#### DATA PROVIDED:

= = = =

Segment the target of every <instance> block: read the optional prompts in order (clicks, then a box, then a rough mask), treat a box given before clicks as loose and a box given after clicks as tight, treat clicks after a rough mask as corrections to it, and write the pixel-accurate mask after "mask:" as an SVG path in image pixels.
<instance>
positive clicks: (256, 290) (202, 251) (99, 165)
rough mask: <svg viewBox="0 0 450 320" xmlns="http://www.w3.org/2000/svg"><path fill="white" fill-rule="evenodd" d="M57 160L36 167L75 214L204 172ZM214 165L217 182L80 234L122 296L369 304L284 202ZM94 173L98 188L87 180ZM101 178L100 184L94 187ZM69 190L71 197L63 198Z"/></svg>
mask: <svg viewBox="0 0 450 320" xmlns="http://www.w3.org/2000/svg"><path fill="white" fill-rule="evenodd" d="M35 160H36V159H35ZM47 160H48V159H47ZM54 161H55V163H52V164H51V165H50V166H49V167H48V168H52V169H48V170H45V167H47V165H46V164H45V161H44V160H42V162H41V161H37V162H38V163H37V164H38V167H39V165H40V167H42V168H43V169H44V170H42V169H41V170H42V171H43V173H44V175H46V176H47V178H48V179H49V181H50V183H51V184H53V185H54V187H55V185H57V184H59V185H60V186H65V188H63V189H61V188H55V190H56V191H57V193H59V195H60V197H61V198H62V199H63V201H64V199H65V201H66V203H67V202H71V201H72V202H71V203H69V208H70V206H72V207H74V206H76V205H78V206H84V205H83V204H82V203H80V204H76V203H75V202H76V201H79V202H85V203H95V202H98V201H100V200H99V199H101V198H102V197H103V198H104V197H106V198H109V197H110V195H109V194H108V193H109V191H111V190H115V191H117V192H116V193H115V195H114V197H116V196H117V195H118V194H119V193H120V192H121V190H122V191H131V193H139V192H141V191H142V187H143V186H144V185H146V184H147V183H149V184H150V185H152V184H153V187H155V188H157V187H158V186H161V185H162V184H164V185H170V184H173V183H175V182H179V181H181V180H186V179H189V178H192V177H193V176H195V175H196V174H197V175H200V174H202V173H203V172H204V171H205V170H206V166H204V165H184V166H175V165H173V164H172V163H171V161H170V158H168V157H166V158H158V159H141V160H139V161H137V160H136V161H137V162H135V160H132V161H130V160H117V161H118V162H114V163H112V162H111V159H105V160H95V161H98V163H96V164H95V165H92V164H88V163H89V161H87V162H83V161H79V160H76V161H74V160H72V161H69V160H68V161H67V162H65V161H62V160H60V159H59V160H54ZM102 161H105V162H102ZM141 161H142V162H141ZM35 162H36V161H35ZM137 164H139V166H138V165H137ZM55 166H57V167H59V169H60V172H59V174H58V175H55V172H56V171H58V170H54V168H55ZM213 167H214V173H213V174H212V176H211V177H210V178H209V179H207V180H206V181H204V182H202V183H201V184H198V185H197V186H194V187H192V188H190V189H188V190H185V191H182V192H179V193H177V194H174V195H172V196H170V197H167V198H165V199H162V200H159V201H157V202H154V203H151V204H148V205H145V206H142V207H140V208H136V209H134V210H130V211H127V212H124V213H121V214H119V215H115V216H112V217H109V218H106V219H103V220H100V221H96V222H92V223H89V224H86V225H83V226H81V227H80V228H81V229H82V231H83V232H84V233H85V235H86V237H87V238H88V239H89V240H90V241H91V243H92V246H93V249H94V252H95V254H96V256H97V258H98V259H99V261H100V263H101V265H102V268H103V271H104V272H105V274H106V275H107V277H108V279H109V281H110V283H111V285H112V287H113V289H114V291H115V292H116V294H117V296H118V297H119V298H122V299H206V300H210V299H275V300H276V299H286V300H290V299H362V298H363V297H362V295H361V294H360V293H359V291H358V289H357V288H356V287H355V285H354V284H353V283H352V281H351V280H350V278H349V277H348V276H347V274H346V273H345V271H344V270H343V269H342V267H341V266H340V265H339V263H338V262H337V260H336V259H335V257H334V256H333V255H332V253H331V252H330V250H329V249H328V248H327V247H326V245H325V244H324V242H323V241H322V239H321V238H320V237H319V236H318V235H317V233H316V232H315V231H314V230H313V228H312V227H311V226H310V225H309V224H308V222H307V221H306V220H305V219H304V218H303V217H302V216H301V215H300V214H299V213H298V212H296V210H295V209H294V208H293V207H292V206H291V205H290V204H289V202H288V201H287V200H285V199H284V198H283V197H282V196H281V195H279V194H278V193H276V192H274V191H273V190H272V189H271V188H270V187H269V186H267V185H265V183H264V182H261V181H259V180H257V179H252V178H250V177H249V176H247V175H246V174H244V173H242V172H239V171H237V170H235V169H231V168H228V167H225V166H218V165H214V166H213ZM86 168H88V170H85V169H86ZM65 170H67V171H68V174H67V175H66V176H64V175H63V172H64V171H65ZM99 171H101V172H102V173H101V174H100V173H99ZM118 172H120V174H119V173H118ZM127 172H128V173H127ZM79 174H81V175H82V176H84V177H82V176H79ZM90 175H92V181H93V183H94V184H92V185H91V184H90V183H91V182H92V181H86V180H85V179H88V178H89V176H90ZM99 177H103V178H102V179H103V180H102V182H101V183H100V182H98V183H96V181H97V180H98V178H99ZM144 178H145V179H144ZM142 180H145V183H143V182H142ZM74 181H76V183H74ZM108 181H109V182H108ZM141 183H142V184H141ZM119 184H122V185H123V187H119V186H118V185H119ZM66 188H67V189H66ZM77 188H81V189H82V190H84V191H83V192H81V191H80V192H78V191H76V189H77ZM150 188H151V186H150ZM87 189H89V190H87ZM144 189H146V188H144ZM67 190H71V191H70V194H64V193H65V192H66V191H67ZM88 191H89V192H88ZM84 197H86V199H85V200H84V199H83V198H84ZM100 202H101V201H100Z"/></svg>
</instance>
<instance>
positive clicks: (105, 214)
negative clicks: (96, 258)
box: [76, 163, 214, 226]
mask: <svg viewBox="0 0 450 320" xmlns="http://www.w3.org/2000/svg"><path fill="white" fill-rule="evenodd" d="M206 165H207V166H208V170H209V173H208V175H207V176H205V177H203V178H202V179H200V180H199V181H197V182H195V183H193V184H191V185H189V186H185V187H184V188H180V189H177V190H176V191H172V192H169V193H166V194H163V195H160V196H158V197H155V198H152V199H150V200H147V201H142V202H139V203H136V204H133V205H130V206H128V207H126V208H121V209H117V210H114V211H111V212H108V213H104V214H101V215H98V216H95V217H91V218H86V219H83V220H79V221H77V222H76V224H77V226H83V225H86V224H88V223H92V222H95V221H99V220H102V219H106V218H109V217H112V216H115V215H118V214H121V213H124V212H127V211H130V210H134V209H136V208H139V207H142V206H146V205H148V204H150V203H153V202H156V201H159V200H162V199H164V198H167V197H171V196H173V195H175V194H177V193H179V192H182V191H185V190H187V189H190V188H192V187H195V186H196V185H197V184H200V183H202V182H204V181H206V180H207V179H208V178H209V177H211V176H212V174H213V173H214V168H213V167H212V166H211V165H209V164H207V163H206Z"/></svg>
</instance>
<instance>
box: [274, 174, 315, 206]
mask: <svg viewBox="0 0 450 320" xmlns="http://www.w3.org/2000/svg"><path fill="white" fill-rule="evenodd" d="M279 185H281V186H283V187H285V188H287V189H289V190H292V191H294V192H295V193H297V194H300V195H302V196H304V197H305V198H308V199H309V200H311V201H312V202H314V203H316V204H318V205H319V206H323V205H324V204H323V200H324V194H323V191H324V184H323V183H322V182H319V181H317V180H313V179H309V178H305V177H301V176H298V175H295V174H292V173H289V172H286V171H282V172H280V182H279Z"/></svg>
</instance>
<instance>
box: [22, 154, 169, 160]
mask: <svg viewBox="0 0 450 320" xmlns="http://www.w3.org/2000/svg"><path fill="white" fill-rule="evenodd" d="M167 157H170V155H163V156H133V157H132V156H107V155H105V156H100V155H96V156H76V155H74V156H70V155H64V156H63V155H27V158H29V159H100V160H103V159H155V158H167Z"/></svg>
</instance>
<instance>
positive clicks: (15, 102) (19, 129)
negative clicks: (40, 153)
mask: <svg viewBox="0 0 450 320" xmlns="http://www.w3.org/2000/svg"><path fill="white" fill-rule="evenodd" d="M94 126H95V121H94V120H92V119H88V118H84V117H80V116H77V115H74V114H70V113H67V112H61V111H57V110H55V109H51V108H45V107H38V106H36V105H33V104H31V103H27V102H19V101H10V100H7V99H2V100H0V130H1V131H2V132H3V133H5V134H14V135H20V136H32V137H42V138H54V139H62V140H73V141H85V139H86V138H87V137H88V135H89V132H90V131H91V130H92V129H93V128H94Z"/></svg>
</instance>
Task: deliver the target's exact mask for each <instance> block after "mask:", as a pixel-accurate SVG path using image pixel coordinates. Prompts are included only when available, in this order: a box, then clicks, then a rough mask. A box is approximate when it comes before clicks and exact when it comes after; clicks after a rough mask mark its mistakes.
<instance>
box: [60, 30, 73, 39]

= = = =

#### WHAT THE TASK REQUIRES:
Filter the entries down to the lines holding the string "pixel". Copy each of those lines.

#### THE COMPLETED TASK:
Segment the target of every <instance> block: read the optional prompts in order (clicks, then a box, then a rough mask), treat a box given before clicks as loose and a box given after clicks as tight, treat clicks after a rough mask as corrections to it, and write the pixel-accurate mask after "mask:" as an SVG path in image pixels.
Task: deliver the target's exact mask for each <instance> block after "mask:", as a pixel-accurate SVG path using image pixel coordinates. Prompts are included only when available, in this order: a box, then clicks, then a rough mask. A box is approximate when it comes before clicks and exact when it comes after; clicks after a rough mask mark its mistakes.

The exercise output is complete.